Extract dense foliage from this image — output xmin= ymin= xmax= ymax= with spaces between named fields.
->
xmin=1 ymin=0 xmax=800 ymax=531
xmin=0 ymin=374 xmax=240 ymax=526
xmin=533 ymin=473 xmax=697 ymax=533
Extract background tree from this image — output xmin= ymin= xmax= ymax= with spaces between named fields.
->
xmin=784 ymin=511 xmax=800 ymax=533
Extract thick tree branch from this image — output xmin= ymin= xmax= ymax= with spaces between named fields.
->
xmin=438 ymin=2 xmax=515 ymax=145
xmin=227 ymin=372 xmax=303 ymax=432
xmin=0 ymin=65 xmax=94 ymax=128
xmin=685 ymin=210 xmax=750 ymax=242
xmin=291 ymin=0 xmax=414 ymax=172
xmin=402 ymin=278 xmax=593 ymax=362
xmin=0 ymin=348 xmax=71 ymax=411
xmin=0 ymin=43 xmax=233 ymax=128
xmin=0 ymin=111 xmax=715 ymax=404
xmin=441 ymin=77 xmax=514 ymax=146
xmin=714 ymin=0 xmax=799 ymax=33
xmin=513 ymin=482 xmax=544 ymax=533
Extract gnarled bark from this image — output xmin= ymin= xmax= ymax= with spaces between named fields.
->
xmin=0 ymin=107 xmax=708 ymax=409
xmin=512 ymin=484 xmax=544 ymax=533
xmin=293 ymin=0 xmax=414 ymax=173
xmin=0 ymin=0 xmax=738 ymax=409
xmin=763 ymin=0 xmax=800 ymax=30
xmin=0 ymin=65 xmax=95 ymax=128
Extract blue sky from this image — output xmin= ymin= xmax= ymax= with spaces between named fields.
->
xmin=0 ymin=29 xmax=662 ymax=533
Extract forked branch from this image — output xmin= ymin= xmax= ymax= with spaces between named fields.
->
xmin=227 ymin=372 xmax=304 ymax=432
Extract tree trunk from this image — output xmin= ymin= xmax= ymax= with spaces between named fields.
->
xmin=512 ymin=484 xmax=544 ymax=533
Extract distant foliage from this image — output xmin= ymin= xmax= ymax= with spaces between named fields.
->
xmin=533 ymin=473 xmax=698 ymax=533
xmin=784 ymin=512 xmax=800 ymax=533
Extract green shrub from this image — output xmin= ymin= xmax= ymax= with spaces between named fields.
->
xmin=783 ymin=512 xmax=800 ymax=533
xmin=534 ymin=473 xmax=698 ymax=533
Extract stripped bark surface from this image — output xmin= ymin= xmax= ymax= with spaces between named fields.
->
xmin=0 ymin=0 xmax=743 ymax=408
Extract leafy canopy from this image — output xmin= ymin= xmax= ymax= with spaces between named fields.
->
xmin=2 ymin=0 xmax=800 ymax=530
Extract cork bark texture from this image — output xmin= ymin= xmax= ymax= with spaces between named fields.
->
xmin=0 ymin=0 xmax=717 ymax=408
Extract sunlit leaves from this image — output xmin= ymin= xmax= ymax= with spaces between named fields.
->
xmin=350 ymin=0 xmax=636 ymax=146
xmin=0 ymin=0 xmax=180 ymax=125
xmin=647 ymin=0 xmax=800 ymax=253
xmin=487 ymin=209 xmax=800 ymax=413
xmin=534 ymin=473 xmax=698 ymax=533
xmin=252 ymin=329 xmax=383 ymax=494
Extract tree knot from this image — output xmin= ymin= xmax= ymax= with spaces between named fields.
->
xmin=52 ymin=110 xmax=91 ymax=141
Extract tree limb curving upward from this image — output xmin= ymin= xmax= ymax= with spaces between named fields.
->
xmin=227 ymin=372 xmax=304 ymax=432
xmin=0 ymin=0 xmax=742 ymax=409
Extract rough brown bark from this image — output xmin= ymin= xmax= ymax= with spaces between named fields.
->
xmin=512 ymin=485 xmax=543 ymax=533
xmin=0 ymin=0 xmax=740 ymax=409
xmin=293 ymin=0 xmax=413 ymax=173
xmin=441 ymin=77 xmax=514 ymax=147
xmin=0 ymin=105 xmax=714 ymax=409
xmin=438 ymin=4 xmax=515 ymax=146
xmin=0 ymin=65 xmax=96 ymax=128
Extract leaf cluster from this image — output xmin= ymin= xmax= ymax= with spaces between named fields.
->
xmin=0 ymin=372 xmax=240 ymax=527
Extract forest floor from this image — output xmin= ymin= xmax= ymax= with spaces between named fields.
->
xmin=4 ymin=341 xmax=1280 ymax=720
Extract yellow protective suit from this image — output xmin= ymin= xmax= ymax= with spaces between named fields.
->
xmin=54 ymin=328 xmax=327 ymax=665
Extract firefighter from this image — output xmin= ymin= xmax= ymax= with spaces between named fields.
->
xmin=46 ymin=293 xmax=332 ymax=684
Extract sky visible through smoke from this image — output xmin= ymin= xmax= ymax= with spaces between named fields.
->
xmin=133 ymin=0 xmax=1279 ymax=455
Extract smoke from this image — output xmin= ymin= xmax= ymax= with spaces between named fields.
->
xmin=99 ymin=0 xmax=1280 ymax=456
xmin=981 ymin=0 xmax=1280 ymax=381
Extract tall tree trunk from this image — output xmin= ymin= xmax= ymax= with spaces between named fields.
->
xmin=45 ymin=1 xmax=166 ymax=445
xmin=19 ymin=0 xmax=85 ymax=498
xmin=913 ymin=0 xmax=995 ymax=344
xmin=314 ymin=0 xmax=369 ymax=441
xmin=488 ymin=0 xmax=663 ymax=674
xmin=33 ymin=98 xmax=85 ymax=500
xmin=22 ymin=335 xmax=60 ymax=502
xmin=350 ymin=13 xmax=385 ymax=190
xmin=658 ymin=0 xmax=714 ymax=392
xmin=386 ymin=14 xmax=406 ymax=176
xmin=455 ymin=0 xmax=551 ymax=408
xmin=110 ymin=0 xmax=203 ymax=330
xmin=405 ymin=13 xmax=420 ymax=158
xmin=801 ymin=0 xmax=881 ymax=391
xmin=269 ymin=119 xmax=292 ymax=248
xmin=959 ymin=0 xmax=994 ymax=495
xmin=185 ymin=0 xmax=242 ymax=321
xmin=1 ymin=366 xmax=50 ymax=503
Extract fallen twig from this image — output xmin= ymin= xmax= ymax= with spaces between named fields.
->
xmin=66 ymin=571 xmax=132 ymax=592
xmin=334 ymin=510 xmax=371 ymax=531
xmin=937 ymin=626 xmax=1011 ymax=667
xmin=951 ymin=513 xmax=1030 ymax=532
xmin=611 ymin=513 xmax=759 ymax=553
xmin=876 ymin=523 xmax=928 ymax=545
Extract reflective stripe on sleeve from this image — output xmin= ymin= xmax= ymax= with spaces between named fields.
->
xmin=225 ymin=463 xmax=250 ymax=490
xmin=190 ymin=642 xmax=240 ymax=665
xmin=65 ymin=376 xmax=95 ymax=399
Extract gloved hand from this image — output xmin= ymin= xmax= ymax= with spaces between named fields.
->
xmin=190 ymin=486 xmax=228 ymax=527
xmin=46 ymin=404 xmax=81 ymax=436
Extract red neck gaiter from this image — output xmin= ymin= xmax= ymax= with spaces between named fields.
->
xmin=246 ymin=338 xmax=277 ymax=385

========================================================================

_WHAT YOU SHOULD DO:_ Only the number is wanted: how many lines of these entries contain the string "foliage"?

_EXERCISE OUTPUT:_ 2